Yeah, so I could speak from the software development side, which is really fascinating. So some backstory on what I've kind of found there is that like working with code is actually like a big like advantage Because at the end of the day, the that that these, especially chatbots you know the agents are coming, but like the chatbots put out text and you know those texts may represent ideas or you know it may fill in the blank for your email or something like that. But a lot of the times, depending on what you actually need from the text, it can be really subjective. With software, the weird thing is is that, like a lot of times the proof is in the pudding, like the code is either going to work and do what you wanted it to do or it won't, and so it's actually a really interesting domain to where, like there's a little bit more chance for the ai to be accurate. But there's still this problem with context and the way that kind of the software world is saying is like, think of these people as like really really smart junior developers who know a lot of code but don't know anything about the business. They're not very hip to like what users really really need, like this and that.

Speaker 2:

And so I take that idea first and foremost and say, okay, it's good at writing code. But then the next part is to kind of look at things and say, okay, what are its capabilities? And this is one of the hardest places. And I've actually seen this dude, ethan molek, who's on linkedin. He's like a big um commenter on ai.

Speaker 2:

He talks about like this jagged frontier to where, like the frontier of what a model is capable of. Isn't this like smooth circle of like it's good at these things, it's like it may be off the charts at this one thing and then may be super bad at this other. So if you drew a line, it's like this thing is really good at, this thing it's really bad at. And so I've tried to learn, okay, what are the places where I can fill in those gaps, to give it the context, to give it the information that it won't necessarily know on its own, to give it so that it can do what it's really good at, what it what it's really capable, and so fill in its blanks and then let it run and then kind of tune it as it goes okay.

Speaker 1:

Do you ever use like different ai tools together, like if it's like, if one's really good at this thing but bad at this, do you slide one in that's good at what you need it to be good at?

Speaker 2:

Yeah, so I'm actually very fortunate. So Harvest Group they're really big on AI and so we have ChatGPT. But then we also have Anthropic, which is cloud, which is so good and it's interesting. Anthropic is really focused specifically on software. It's like really where their models are capable and the software world is like really where their models are capable and the software world is like, yeah, they're really hard to beat at. You know a lot of their stuff. So a lot of the times what I'll do is if I'll kind of run something through open ai, you know sometimes use the bigger thinking models to kind of see what it thinks, and then run it through cloud, and then sometimes I'll have them check each other to be like, hey, here's this, you know plan of what I want to go do. Do you see any like holes in it? Is there any recommendations you would get, and then go back and forth and then kind of build something from both of them hey, yeah and pro.

DIRECTIONS FOR THIS TASK:
According to the conversation transcript, how does the software world suggest thinking of these AI systems? The lines after this have nothing to do with the conversation transcript.

LISTED ENTRIES:
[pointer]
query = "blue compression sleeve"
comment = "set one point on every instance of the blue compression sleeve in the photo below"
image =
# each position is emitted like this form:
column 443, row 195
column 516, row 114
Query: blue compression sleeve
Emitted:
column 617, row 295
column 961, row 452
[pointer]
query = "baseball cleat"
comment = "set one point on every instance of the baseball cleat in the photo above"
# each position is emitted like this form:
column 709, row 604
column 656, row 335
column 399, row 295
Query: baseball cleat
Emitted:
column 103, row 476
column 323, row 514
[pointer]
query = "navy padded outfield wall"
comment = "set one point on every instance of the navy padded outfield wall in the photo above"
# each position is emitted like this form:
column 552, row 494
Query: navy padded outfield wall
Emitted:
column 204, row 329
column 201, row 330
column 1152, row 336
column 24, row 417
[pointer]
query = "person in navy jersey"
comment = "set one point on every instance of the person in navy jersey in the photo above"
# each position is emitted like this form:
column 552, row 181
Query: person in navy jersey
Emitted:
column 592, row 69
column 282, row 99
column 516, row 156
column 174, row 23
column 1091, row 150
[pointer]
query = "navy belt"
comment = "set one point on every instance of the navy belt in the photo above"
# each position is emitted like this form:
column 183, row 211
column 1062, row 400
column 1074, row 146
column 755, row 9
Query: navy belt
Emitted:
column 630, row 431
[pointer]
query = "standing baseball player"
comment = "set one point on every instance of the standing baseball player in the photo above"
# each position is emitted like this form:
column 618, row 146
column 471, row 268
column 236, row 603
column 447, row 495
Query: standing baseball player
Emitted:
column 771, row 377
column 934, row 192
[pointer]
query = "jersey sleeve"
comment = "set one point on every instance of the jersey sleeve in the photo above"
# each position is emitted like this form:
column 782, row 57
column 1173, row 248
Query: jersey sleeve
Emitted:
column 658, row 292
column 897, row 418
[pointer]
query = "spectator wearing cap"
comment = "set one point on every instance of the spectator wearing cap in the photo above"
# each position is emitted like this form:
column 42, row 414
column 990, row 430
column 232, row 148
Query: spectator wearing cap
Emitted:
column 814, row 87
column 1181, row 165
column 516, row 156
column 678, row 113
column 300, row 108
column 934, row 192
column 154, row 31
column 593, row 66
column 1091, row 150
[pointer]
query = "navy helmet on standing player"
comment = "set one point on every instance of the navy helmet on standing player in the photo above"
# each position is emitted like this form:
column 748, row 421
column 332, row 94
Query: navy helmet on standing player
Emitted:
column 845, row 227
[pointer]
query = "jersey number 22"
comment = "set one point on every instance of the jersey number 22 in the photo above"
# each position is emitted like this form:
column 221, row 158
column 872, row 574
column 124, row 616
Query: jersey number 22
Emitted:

RESULT FOR THIS EXERCISE:
As really smart junior developers who know a lot of code but don't know anything about the business.